─── RECORDS SHOWN

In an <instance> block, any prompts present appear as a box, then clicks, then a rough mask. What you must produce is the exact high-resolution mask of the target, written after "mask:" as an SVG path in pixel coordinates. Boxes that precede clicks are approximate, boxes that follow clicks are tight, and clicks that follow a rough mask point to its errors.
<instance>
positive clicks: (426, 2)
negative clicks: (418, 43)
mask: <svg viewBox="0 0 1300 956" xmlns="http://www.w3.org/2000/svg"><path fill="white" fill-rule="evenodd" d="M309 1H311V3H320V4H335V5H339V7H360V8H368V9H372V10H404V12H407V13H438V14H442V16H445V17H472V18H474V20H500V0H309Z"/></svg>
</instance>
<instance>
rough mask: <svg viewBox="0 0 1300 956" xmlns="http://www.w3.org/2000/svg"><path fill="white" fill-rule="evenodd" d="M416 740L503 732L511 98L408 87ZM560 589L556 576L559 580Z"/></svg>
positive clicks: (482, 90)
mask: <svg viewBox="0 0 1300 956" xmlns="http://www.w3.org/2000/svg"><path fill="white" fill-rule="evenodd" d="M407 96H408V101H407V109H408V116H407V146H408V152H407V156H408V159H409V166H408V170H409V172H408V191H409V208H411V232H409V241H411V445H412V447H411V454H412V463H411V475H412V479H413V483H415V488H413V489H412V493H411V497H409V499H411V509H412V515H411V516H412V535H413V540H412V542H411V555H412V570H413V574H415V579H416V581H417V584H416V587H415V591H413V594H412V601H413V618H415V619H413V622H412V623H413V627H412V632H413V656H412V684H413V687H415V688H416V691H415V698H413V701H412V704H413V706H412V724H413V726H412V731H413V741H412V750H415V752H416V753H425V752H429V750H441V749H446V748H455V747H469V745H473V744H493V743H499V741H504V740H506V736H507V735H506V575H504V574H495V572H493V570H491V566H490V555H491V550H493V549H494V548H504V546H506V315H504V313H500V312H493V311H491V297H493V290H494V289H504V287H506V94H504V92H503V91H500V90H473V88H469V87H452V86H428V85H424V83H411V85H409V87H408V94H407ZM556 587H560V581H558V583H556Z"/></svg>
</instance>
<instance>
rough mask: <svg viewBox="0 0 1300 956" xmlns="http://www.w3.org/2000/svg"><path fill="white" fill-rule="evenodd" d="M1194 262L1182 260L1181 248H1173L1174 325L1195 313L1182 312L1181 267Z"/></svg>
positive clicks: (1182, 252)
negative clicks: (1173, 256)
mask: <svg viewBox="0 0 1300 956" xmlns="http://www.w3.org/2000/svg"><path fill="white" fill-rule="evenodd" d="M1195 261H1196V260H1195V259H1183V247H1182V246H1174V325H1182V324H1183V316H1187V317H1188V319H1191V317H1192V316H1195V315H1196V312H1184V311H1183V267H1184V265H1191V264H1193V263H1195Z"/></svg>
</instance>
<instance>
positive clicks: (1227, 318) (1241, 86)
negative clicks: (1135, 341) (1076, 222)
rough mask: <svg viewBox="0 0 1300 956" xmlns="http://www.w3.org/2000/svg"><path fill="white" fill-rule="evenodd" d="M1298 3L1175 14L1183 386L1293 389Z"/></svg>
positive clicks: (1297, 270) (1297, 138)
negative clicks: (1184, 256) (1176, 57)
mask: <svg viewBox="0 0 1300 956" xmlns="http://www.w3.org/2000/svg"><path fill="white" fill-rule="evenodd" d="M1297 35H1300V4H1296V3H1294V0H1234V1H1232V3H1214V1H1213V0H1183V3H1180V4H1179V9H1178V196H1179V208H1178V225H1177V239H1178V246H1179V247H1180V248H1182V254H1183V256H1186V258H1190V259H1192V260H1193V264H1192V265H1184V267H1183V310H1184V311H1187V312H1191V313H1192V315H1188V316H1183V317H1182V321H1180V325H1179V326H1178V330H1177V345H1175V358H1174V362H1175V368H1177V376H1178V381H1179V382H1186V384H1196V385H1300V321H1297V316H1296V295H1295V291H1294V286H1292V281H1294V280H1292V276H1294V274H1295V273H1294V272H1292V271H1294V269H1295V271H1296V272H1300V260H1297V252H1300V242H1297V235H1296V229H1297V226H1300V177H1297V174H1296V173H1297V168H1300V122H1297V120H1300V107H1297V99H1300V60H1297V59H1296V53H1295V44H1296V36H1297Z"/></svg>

──────

EXERCISE PROMPT
Reproduce every one of the records above verbatim, from the first line through the last, with no alterations.

SOLUTION TO THIS TASK
In an <instance> block, any prompts present appear as a box, then clicks, then a rough mask. What you must produce is the exact high-resolution mask of the target, written after "mask:" as an SVG path in pixel coordinates. Boxes that precede clicks are approximate, boxes that follow clicks are tight, and clicks that follow a rough mask point to its errors.
<instance>
positive clicks: (426, 2)
negative clicks: (418, 43)
mask: <svg viewBox="0 0 1300 956" xmlns="http://www.w3.org/2000/svg"><path fill="white" fill-rule="evenodd" d="M309 1H311V3H320V4H335V5H339V7H360V8H368V9H372V10H404V12H407V13H438V14H442V16H445V17H472V18H474V20H500V0H309Z"/></svg>
</instance>
<instance>
rough mask: <svg viewBox="0 0 1300 956" xmlns="http://www.w3.org/2000/svg"><path fill="white" fill-rule="evenodd" d="M416 740L503 732L511 98L408 87ZM560 589L556 576L559 580Z"/></svg>
positive clicks: (482, 90)
mask: <svg viewBox="0 0 1300 956" xmlns="http://www.w3.org/2000/svg"><path fill="white" fill-rule="evenodd" d="M407 96H408V101H407V109H408V116H407V146H408V152H407V156H408V159H409V166H408V170H409V172H408V191H409V208H411V232H409V241H411V445H412V447H411V454H412V463H411V475H412V479H413V483H415V488H413V489H412V493H411V497H409V499H411V509H412V515H411V516H412V535H413V540H412V542H411V555H412V570H413V574H415V579H416V581H417V584H416V587H415V591H413V594H412V601H413V618H415V619H413V622H412V623H413V627H412V632H413V656H412V684H413V687H415V688H416V691H415V698H413V701H412V704H413V706H412V724H413V726H412V731H413V741H412V750H415V752H416V753H425V752H429V750H441V749H446V748H455V747H469V745H473V744H493V743H499V741H504V740H506V736H507V735H506V575H504V574H495V572H493V570H491V566H490V555H491V550H493V549H494V548H504V546H506V315H504V313H500V312H493V311H491V297H493V290H494V289H504V287H506V94H504V92H503V91H500V90H473V88H469V87H452V86H428V85H424V83H411V85H409V87H408V94H407ZM556 587H560V581H558V583H556Z"/></svg>
</instance>
<instance>
rough mask: <svg viewBox="0 0 1300 956" xmlns="http://www.w3.org/2000/svg"><path fill="white" fill-rule="evenodd" d="M1194 262L1182 260L1181 248H1173L1174 325L1195 313L1182 312L1181 267Z"/></svg>
positive clicks: (1182, 252)
negative clicks: (1173, 256)
mask: <svg viewBox="0 0 1300 956" xmlns="http://www.w3.org/2000/svg"><path fill="white" fill-rule="evenodd" d="M1195 261H1196V260H1195V259H1183V247H1182V246H1174V325H1182V324H1183V316H1187V317H1188V319H1191V317H1192V316H1195V315H1196V312H1184V311H1183V267H1184V265H1191V264H1193V263H1195Z"/></svg>
</instance>
<instance>
positive clicks: (1227, 318) (1241, 86)
negative clicks: (1135, 341) (1076, 222)
rough mask: <svg viewBox="0 0 1300 956" xmlns="http://www.w3.org/2000/svg"><path fill="white" fill-rule="evenodd" d="M1298 3L1175 14L1183 386L1293 389Z"/></svg>
positive clicks: (1297, 270) (1297, 138)
negative clicks: (1184, 256) (1176, 57)
mask: <svg viewBox="0 0 1300 956" xmlns="http://www.w3.org/2000/svg"><path fill="white" fill-rule="evenodd" d="M1297 35H1300V4H1296V3H1294V0H1234V1H1232V3H1214V1H1213V0H1183V3H1180V4H1179V9H1178V196H1179V208H1178V225H1177V239H1178V246H1179V247H1180V248H1182V254H1183V256H1186V258H1190V259H1192V260H1193V264H1192V265H1184V267H1183V310H1184V311H1187V312H1191V313H1192V315H1188V316H1183V317H1182V321H1180V325H1179V326H1178V330H1177V345H1175V358H1174V362H1175V368H1177V376H1178V381H1179V382H1186V384H1196V385H1300V321H1297V316H1296V295H1295V291H1294V286H1292V281H1294V280H1292V276H1294V274H1295V273H1294V272H1292V271H1294V269H1295V271H1296V272H1300V260H1297V252H1300V242H1297V235H1296V229H1297V226H1300V177H1297V174H1296V173H1297V168H1300V122H1297V120H1300V107H1297V99H1300V60H1297V59H1296V53H1295V44H1296V36H1297Z"/></svg>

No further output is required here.